### Requirements
Copy every line of the data below without changing a single character.

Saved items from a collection
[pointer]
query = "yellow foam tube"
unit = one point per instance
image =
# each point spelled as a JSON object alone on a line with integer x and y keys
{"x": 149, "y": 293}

### Solution to this task
[pointer]
query = "yellow foam tube"
unit = one point per instance
image =
# each point spelled as a JSON object alone on a line with integer x and y keys
{"x": 149, "y": 293}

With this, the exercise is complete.